_Aufgabe 1_
Gib die Datensätze vom Anfang bis einschließlich der Zeile mit "310, 131, 433, 190" als nummerierte Liste aus und lass dabei Leerzeilen weg.

_Textauszug_

※

Statistik und Autorschaft
Uwe Topper
Berlin · 2006
Rezension eines Kapitels in: Fomenko, Anatoly T. (2005):
History: Fiction or Science?
Chronology vol. 2 (Delamere, Paris etc.)

In diesem hochinteressanten und sehr eigenwilligen zweiten Band der neuen englischen Buchreihe von Fomenko befindet sich als Annex 3 (S. 425-444) ein Beitrag der Eltern von Anatoly T. Fomenko, Timofei G. und Valentina P. Fomenko, die von 1974 bis 1981 in Moskau ein Forschungsprojekt durchführten, das erstaunliche Ergebnisse gebracht hat, deren Anwendung für unsere chronologiekritische Analyse in hohem Grade nützlich sein könnte.
Nach einer gekürzten Veröffentlichung 1983 im Institut für sowjetische Geschichte an der Akademie der UdSSR wurde die Gesamtarbeit 1996 herausgegeben.

Es geht um die Erkennung der Autorschaft eines beliebigen Textes, der genügend Einzelelemente (Worte, Sätze) enthält, die seine individuellen Eigenschaften untersuchbar machen. Wenn von einem Autor ein größeres Werk oder mehrere Werke gleicher Gattung vorliegen, müßte es ein leichtes sein, die häufig wiederkehrenden Begriffe, Wendungen und Eigenarten im Stil statistisch zu erfassen und an Hand dieser Merkmale ein weiteres Werk desselben Autors, dessen Urheberschaft unbekannt ist oder absichtlich verschwiegen wird, zu erkennen. Die Nutzanwendung der Methode bezog sich zunächst nur auf bekannte russische Literatur der letzten drei Jahrhunderte, wurde dann aber auf das umstrittene Werk "Der Stille Don" ausgedehnt, wobei eine erstaunliche Lösung herauskam. Die Nutzanwendung für uns heute sehe ich darin, daß man mit Hilfe dieser Methode einen angeblich antiken Autor mit einem bekannten Renaissance-Schriftsteller identifizieren könnte, wenn das Verfahren eindeutig ist und eine entsprechend große auswertbare Datenmenge vorliegt.

※

_Aufgabe 2_
In welchem Zeitraum führten Timofei G. und Valentina P. Fomenko laut der Rezension ihr Forschungsprojekt in Moskau durch?

※

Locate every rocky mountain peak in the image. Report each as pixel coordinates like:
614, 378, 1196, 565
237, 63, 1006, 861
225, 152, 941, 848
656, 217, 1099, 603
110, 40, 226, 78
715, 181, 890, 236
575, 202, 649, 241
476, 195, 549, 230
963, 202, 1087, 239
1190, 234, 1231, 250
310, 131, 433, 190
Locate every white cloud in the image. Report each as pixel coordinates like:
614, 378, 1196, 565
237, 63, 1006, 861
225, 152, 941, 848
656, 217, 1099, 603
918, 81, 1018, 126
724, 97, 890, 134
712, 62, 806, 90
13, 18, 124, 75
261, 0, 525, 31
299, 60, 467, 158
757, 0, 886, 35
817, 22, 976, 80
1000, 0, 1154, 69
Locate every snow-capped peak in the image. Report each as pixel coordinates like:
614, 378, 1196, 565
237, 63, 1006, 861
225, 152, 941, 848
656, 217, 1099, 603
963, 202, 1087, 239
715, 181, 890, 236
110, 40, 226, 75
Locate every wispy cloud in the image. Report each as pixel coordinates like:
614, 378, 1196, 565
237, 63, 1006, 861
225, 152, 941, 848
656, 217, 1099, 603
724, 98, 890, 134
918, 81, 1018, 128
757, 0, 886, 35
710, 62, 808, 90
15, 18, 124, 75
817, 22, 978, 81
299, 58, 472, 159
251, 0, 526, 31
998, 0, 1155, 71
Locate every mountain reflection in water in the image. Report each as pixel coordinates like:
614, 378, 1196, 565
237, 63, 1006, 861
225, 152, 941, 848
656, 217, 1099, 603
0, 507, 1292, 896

※

_Lösung 1_
1. Locate every rocky mountain peak in the image. Report each as pixel coordinates like:
2. 614, 378, 1196, 565
3. 237, 63, 1006, 861
4. 225, 152, 941, 848
5. 656, 217, 1099, 603
6. 110, 40, 226, 78
7. 715, 181, 890, 236
8. 575, 202, 649, 241
9. 476, 195, 549, 230
10. 963, 202, 1087, 239
11. 1190, 234, 1231, 250
12. 310, 131, 433, 190

_Lösung 2_
Von 1974 bis 1981.